START Exercise materials

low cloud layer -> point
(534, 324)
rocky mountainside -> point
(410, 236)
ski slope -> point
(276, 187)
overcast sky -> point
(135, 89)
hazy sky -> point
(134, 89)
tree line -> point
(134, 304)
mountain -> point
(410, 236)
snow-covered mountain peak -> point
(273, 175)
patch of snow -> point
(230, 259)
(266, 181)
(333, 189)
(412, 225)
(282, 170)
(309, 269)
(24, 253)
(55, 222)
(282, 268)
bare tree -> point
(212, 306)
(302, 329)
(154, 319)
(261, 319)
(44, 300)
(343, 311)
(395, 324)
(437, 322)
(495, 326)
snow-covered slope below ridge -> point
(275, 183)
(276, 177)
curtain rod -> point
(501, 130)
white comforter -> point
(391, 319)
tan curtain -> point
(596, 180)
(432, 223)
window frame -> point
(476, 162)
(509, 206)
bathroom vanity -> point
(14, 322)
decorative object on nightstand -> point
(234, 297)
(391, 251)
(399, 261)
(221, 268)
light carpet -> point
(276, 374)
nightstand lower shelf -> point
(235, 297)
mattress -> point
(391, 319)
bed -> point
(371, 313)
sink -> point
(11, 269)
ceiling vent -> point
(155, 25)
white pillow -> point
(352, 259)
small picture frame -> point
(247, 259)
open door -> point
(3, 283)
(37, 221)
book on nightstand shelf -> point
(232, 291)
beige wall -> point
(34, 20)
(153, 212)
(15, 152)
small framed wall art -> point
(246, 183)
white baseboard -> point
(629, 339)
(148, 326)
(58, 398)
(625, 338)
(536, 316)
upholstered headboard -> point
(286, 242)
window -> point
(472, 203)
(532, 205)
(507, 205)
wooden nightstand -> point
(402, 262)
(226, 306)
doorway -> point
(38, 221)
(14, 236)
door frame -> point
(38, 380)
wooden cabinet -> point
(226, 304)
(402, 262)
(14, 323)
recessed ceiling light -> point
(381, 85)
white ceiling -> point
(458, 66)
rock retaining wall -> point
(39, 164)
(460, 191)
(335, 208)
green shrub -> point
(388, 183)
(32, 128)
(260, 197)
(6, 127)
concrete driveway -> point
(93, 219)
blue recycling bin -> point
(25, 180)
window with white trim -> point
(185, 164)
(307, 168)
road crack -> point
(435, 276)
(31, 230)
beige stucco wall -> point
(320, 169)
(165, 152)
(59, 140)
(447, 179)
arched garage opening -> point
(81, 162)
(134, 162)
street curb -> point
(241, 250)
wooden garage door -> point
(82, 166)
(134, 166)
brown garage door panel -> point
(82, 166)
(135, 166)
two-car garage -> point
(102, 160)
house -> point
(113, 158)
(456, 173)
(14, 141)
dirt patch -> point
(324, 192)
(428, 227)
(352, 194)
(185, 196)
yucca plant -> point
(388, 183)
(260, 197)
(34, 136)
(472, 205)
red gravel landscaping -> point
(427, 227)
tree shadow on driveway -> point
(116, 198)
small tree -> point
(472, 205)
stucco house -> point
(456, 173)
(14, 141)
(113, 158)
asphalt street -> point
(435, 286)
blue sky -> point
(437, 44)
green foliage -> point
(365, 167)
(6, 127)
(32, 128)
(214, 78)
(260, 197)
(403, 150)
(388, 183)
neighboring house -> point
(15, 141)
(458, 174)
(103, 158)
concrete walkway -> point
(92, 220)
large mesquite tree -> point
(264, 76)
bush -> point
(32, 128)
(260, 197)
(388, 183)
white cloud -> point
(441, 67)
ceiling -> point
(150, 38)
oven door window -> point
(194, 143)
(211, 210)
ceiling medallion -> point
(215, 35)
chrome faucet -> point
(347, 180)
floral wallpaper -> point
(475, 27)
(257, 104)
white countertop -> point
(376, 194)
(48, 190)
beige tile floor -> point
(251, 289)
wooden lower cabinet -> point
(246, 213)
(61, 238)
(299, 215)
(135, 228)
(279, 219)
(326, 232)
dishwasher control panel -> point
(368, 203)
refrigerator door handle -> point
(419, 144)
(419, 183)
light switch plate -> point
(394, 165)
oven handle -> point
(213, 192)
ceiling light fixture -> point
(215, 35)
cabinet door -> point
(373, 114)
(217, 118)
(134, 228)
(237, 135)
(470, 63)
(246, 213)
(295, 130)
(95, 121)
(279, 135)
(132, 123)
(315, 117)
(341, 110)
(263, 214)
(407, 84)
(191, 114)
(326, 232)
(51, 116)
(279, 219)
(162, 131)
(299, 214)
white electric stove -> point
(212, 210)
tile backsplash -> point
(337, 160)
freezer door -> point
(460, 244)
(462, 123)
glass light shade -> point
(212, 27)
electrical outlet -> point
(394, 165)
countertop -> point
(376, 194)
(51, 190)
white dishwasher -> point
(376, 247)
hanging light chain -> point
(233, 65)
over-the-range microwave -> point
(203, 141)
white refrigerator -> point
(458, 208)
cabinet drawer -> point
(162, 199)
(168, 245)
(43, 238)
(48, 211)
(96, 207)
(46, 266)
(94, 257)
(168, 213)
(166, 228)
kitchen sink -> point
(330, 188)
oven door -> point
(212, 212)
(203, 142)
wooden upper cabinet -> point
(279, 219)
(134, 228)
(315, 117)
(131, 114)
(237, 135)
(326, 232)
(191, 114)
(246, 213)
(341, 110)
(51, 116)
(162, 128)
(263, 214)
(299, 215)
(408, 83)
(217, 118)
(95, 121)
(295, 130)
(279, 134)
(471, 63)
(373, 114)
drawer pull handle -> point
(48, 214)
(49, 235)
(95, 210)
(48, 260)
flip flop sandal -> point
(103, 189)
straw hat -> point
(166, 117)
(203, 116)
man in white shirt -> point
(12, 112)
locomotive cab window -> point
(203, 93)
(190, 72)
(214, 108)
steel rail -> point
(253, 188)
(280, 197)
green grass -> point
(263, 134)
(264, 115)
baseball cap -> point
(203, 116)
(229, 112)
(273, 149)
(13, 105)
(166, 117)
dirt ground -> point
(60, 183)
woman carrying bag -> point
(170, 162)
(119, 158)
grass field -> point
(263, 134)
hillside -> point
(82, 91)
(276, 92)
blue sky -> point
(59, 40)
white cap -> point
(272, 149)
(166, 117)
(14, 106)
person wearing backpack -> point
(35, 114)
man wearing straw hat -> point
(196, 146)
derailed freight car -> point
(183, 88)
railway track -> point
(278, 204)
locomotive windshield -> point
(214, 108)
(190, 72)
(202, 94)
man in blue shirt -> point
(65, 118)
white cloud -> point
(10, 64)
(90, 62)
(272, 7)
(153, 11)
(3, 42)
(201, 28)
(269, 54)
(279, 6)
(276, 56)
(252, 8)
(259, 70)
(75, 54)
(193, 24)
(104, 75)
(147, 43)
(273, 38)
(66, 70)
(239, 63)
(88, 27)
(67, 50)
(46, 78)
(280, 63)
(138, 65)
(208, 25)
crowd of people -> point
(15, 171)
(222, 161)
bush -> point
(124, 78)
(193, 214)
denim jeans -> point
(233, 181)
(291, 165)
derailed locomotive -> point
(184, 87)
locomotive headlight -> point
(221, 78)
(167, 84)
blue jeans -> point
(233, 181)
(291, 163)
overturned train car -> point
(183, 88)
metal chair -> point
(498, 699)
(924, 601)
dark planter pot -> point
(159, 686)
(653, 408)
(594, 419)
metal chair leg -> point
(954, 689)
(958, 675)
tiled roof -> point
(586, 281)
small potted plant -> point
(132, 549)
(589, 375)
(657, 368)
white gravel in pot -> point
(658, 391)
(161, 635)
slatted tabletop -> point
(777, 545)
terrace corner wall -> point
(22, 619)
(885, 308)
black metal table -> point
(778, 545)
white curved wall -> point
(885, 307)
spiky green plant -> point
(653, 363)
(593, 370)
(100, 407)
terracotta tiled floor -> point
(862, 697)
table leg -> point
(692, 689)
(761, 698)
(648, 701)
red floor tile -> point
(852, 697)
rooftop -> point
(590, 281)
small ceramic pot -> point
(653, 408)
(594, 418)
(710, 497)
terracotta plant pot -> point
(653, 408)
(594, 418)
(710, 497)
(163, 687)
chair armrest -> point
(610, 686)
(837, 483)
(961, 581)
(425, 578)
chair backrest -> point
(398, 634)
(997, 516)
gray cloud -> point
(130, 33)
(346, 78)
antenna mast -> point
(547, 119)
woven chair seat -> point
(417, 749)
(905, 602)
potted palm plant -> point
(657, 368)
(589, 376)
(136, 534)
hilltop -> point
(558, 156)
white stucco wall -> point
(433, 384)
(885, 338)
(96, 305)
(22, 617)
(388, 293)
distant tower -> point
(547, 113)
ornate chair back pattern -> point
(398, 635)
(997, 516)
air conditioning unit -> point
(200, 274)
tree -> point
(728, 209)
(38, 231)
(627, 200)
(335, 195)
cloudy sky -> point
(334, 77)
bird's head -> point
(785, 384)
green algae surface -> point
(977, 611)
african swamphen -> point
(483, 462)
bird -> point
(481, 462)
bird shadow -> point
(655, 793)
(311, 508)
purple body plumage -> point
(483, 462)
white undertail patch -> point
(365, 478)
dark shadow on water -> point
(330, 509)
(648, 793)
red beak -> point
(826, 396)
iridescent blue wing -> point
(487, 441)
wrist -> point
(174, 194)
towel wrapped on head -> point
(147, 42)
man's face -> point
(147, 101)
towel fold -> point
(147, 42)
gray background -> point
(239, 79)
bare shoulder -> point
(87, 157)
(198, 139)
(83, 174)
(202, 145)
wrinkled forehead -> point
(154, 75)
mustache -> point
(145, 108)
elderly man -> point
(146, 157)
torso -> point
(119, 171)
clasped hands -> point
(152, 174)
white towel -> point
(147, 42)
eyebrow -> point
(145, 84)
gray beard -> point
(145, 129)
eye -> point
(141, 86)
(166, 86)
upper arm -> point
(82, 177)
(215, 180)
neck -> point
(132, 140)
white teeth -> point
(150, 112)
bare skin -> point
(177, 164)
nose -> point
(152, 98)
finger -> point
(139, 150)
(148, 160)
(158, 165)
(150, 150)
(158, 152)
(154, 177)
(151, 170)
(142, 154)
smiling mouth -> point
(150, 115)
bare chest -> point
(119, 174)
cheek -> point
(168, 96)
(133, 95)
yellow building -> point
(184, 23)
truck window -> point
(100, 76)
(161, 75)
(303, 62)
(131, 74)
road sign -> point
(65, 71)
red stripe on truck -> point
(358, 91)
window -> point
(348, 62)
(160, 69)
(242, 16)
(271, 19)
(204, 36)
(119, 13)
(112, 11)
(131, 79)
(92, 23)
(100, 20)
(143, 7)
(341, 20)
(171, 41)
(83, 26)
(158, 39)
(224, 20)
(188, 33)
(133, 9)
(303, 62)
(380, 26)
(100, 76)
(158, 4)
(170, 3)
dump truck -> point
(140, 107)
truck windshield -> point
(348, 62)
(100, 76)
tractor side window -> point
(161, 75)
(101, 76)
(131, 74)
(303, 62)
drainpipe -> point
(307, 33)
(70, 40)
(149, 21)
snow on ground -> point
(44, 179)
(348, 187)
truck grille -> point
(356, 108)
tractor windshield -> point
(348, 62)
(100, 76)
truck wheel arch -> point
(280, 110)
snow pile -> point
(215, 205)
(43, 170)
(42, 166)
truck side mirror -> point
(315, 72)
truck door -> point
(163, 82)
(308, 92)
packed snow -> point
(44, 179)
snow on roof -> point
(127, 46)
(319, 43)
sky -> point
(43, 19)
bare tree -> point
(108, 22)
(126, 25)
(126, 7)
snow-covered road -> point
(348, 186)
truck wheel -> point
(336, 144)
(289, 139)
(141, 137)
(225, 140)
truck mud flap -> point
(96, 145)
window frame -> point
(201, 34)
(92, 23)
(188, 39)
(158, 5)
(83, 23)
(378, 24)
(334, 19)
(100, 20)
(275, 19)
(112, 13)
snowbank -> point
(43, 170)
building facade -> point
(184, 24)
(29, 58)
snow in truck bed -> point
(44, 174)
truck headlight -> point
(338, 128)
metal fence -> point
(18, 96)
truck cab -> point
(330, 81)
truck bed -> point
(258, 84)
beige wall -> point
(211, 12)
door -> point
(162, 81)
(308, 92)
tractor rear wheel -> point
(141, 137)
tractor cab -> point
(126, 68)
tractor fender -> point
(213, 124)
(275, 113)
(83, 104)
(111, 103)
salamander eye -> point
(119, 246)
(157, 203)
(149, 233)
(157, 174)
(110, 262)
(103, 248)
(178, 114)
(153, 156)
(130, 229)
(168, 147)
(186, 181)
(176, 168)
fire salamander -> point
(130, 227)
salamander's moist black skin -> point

END Exercise materials

After locating the line with "truck side mirror -> point" in the records above, please set down that line and all later ones exactly, and no other line.

● Task response
truck side mirror -> point
(315, 72)
truck door -> point
(163, 82)
(308, 92)
packed snow -> point
(44, 179)
snow on roof -> point
(127, 46)
(319, 43)
sky -> point
(43, 19)
bare tree -> point
(108, 22)
(126, 25)
(126, 7)
snow-covered road -> point
(348, 186)
truck wheel -> point
(336, 144)
(289, 139)
(141, 137)
(225, 140)
truck mud flap -> point
(96, 145)
window frame -> point
(201, 34)
(92, 23)
(188, 39)
(158, 5)
(83, 23)
(378, 24)
(334, 19)
(100, 20)
(275, 19)
(112, 13)
snowbank -> point
(43, 170)
building facade -> point
(184, 24)
(29, 58)
snow in truck bed -> point
(44, 174)
truck headlight -> point
(338, 128)
metal fence -> point
(18, 96)
truck cab -> point
(330, 81)
truck bed -> point
(258, 84)
beige wall -> point
(211, 12)
door -> point
(162, 81)
(308, 92)
tractor rear wheel -> point
(141, 137)
tractor cab -> point
(126, 68)
tractor fender -> point
(213, 124)
(275, 113)
(83, 104)
(111, 103)
salamander eye -> point
(119, 246)
(157, 203)
(149, 233)
(157, 174)
(110, 262)
(103, 248)
(178, 114)
(153, 156)
(130, 229)
(168, 147)
(186, 181)
(176, 168)
fire salamander -> point
(130, 227)
salamander's moist black skin -> point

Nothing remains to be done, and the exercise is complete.